== Excerpt to read ==

Extracted Text

I have come across my first images that have "Extracted Text", working on Chinese Exclusion Act records, specifically 27160/1, Fong Mon Song. Questions:

  1. Do we cut and paste the extraction into the transcription box?
  2. Then make corrections by comparing the extraction to the document? 
  3. Do we add information that the extraction missed altogether?
  4. I don't find any instructions that address how we are to handle/process. 

Thanks...

  • Thanks for your questions.  We just launched this code over the weekend, so we were unable to communicate instructions yet.  If your record contains extracted text, you are welcome to follow the steps you included in your questions.  That's exactly how we recommend you use it.  In many cases, due to the complexity of our records, the extracted text may not be completely accurate, so human eyes are really important.

===

__Exercise task 1__
Transcribe a passage from the forum thread about extracted text, beginning at the words "3. Do we add" and stopping after the words "are really important.".

== Material for the task ==

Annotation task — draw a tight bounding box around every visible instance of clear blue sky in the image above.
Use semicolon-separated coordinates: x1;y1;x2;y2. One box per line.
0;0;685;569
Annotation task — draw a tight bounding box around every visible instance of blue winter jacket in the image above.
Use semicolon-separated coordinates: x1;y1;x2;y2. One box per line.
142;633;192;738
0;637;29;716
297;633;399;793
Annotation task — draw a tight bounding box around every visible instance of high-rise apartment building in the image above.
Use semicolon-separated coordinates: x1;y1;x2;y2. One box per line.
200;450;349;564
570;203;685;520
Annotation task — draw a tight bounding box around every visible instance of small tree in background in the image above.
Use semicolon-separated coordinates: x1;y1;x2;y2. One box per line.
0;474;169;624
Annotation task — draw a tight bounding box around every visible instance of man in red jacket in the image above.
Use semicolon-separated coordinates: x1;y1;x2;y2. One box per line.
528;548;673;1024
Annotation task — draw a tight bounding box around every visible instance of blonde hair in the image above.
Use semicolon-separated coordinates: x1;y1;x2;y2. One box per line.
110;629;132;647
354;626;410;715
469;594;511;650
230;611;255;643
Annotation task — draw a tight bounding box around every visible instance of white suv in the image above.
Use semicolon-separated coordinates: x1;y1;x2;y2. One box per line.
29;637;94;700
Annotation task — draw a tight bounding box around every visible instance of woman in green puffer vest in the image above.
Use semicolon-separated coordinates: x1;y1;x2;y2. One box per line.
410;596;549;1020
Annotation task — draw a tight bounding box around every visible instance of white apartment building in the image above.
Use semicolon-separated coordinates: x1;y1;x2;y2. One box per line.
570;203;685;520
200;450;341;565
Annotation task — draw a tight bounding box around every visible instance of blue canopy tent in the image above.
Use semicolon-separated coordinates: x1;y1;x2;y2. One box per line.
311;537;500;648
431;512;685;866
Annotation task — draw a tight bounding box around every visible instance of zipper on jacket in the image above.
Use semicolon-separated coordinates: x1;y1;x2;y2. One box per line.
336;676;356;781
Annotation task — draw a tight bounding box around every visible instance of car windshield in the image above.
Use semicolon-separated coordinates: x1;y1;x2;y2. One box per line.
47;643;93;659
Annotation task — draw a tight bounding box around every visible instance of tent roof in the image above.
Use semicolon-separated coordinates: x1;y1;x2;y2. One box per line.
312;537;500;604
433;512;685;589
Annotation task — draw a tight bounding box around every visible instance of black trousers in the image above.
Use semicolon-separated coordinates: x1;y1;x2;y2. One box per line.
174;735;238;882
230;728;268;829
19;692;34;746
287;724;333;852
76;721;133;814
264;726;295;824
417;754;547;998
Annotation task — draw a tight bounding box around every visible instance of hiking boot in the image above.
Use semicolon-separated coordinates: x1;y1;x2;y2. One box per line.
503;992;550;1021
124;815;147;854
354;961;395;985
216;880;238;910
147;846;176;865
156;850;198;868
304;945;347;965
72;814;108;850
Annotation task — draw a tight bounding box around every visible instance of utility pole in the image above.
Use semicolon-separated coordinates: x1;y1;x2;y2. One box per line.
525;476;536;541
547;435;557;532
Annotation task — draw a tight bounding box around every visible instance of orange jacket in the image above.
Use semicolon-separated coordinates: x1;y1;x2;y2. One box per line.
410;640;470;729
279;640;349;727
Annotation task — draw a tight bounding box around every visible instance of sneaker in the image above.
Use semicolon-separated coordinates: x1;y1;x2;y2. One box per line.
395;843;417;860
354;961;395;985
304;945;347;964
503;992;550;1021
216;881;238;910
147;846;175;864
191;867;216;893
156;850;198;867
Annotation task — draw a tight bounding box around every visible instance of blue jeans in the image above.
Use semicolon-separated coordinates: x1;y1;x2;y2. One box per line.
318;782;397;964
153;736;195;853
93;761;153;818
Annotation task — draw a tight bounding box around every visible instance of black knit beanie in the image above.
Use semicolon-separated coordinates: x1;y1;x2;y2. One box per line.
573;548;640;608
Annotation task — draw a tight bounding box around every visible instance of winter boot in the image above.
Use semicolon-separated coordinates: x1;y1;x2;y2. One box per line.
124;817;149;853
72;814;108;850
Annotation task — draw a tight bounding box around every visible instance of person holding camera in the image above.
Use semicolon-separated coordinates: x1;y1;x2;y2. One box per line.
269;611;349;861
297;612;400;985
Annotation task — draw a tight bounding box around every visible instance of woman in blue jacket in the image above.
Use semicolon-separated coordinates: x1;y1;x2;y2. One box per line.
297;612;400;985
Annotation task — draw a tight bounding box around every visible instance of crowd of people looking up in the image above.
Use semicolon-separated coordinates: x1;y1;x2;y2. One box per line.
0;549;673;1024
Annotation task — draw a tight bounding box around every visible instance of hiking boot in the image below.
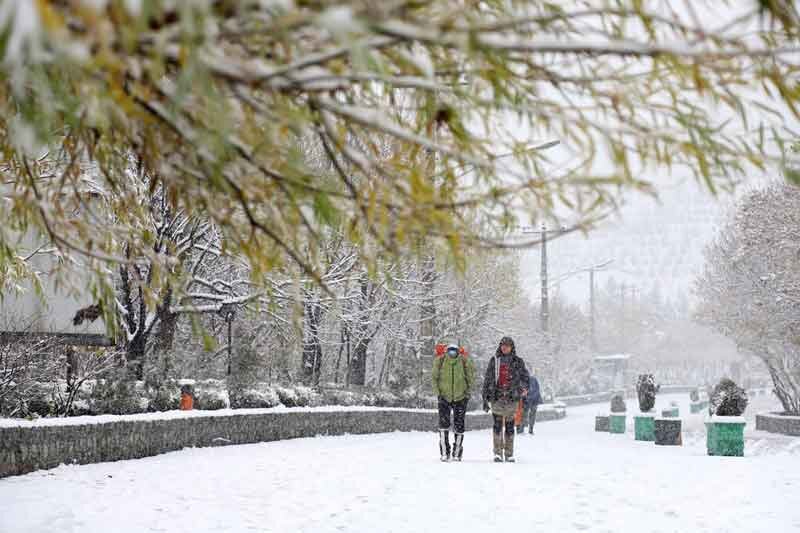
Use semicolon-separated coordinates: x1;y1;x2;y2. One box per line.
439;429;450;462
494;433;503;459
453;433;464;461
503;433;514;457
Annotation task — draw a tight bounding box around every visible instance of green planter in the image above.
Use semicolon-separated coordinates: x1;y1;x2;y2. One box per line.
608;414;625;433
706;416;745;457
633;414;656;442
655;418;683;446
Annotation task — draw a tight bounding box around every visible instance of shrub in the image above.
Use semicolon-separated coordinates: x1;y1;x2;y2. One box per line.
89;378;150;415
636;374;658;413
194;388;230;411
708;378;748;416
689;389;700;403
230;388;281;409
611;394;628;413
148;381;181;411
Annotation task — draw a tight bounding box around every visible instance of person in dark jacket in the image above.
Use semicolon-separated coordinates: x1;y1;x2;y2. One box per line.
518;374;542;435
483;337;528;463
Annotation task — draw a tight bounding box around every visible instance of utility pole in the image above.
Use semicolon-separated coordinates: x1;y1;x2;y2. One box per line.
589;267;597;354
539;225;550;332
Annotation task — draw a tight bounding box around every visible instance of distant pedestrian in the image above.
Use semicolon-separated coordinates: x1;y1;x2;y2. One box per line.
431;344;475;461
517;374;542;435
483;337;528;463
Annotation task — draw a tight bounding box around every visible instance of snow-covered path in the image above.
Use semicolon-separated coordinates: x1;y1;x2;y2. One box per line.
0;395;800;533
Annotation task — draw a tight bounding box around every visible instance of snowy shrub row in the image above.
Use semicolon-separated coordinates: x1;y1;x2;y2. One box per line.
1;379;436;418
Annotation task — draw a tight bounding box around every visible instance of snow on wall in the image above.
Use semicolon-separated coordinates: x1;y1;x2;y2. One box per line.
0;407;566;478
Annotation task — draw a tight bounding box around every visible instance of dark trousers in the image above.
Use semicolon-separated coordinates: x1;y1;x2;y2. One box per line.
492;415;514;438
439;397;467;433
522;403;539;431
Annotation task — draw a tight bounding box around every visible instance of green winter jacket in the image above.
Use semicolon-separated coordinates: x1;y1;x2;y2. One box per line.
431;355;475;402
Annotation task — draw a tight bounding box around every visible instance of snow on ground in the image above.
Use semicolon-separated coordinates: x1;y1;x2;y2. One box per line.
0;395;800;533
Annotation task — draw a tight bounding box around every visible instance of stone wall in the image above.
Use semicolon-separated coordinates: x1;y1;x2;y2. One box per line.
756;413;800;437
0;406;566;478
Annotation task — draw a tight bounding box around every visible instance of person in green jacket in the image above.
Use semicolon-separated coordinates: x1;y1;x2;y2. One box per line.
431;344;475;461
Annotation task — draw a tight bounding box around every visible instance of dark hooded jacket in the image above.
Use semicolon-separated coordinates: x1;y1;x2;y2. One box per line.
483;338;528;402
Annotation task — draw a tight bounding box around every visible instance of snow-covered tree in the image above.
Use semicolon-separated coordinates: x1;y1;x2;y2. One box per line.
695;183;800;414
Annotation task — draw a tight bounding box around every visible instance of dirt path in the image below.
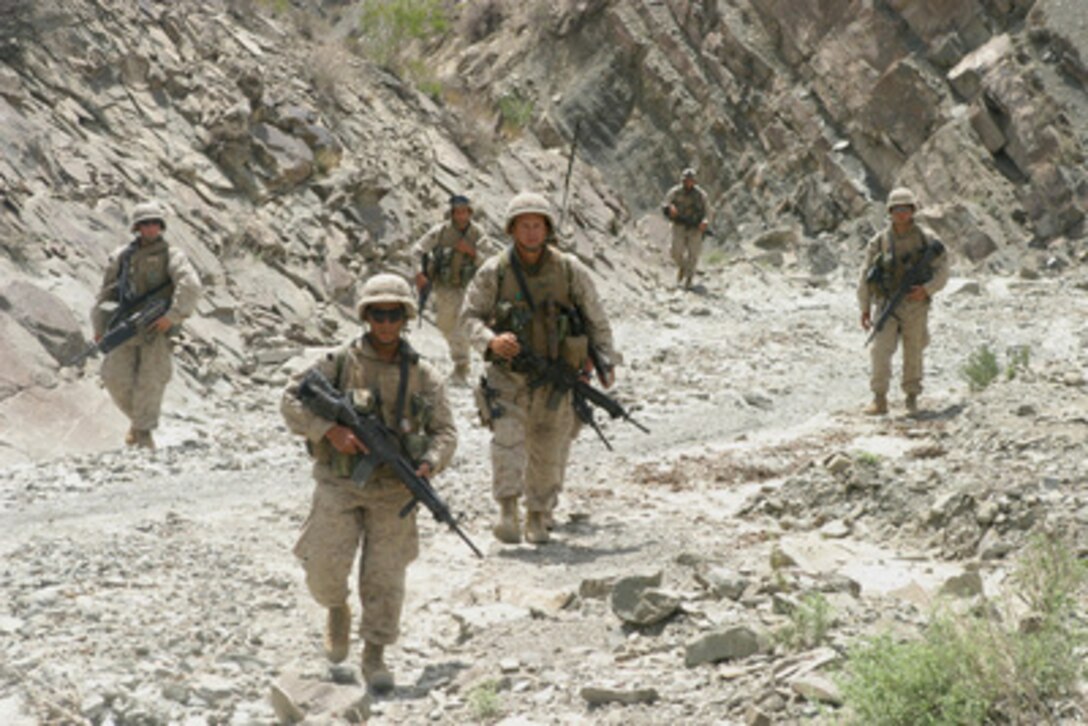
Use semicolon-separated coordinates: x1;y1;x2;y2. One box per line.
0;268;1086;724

===
== Material for the task ==

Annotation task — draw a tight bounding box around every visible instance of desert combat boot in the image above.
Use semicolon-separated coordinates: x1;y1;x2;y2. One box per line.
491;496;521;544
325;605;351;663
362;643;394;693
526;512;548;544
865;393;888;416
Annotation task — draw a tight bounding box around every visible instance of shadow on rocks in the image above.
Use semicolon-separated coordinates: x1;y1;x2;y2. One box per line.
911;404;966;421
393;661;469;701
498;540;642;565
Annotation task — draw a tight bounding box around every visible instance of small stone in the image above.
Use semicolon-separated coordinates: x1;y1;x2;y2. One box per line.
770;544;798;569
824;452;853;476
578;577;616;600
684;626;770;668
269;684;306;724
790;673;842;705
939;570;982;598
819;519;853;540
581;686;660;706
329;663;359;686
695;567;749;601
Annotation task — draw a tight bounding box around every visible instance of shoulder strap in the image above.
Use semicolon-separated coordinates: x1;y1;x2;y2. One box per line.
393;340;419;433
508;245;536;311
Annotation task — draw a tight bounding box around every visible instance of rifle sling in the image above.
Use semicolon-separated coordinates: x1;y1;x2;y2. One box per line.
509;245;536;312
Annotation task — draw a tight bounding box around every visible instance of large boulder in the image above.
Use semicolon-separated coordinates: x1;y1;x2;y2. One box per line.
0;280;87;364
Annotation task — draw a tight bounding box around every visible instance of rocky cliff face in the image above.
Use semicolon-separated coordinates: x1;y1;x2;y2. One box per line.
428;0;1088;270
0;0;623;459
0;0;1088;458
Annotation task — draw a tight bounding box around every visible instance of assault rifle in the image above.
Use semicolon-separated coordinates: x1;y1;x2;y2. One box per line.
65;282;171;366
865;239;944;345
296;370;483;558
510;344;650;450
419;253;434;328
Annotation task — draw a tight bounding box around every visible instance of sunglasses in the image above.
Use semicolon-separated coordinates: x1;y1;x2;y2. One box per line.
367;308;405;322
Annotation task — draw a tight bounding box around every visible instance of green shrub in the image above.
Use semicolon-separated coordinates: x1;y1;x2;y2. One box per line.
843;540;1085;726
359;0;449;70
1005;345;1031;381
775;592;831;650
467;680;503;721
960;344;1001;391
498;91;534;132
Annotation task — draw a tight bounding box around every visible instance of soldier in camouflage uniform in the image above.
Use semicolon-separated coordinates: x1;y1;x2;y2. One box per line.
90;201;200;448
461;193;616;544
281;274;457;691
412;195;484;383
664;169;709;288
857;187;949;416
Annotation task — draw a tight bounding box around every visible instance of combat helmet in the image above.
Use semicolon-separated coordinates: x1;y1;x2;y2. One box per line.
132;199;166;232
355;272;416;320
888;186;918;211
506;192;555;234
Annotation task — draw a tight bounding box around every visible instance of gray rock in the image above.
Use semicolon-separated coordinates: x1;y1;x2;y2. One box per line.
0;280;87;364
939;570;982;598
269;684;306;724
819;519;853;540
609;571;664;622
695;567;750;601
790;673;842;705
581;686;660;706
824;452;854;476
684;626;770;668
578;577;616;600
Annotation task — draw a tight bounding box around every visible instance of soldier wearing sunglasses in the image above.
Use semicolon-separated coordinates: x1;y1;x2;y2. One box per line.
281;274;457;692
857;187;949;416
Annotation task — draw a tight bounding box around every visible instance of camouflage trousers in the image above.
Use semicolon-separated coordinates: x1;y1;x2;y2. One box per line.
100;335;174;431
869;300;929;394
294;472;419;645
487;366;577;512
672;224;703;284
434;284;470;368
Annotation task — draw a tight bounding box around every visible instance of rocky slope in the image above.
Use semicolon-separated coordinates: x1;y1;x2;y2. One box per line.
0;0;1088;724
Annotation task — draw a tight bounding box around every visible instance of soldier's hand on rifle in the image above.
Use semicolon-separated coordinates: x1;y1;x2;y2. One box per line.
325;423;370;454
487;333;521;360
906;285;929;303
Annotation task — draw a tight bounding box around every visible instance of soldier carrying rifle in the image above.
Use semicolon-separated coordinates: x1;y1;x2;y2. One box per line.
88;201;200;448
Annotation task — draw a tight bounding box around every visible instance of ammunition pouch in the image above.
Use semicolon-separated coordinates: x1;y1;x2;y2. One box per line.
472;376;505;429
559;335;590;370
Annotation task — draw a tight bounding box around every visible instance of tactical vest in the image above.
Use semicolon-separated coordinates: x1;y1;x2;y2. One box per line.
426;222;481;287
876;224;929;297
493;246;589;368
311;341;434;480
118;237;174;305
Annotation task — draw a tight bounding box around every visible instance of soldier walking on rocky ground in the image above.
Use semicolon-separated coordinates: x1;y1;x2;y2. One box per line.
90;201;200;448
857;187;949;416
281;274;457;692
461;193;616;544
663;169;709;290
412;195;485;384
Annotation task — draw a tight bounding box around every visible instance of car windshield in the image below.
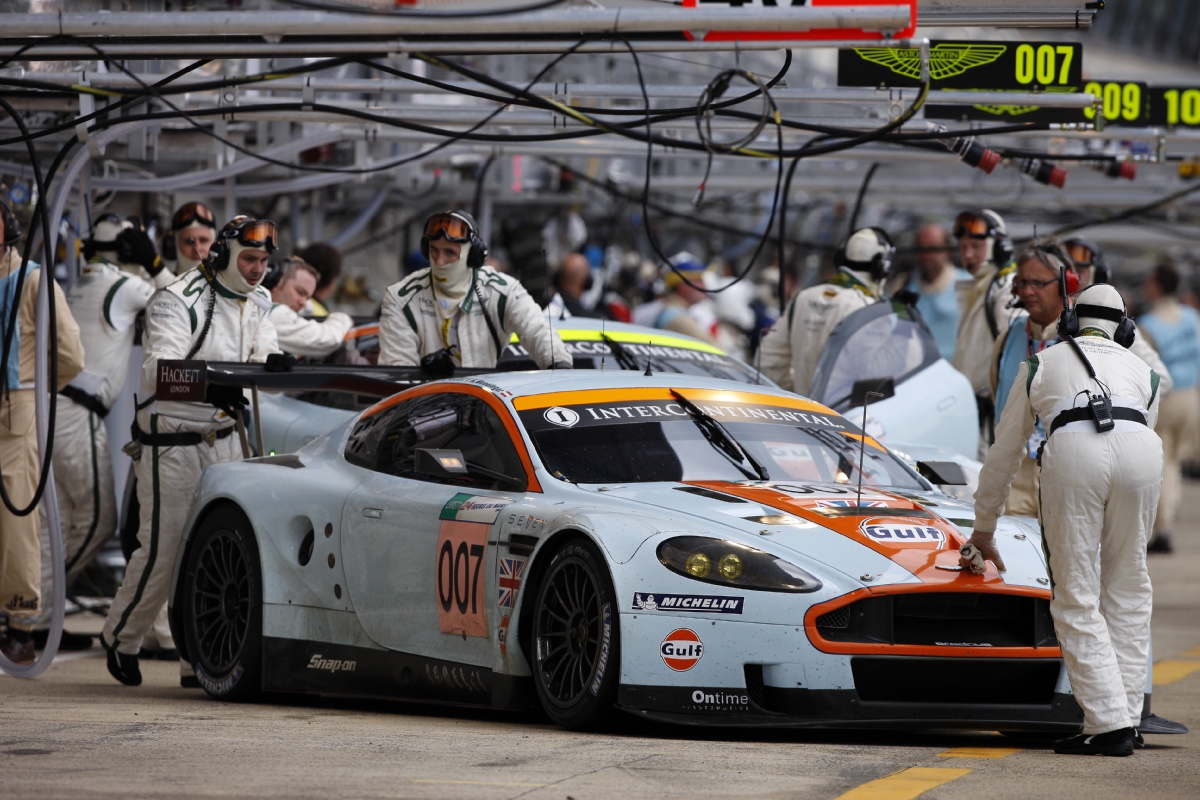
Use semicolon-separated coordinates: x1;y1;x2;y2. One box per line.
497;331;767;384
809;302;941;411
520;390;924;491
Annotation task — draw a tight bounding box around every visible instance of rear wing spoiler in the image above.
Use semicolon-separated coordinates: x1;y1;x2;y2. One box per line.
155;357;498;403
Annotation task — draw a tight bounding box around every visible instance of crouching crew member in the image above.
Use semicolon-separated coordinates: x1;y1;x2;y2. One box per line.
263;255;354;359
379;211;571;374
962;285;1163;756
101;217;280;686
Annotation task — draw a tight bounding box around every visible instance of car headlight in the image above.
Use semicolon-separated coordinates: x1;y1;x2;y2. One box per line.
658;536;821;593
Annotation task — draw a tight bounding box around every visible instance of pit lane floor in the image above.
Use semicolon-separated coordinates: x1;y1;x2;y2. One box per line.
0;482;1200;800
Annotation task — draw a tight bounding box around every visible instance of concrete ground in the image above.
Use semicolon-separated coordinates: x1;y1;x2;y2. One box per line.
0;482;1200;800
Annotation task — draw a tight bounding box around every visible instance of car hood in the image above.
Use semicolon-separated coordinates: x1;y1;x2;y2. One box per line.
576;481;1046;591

===

__Exercise task 2__
Repeat the rows from the line that contains "red jacket in the image above." through the line that contains "528;548;673;1024", shifting every box coordinate by adding 106 and keeping the instruction lines unchanged. Return only those lines.

__Full solution 1__
3. Do we add information that the extraction missed altogether?
  4. I don't find any instructions that address how we are to handle/process. 

Thanks...

  • Thanks for your questions.  We just launched this code over the weekend, so we were unable to communicate instructions yet.  If your record contains extracted text, you are welcome to follow the steps you included in your questions.  That's exactly how we recommend you use it.  In many cases, due to the complexity of our records, the extracted text may not be completely accurate, so human eyes are really important.

__Full solution 2__
Annotation task — draw a tight bounding box around every visible instance of man in red jacket in the image above.
Use semicolon-separated coordinates: x1;y1;x2;y2. One box per line.
634;654;779;1130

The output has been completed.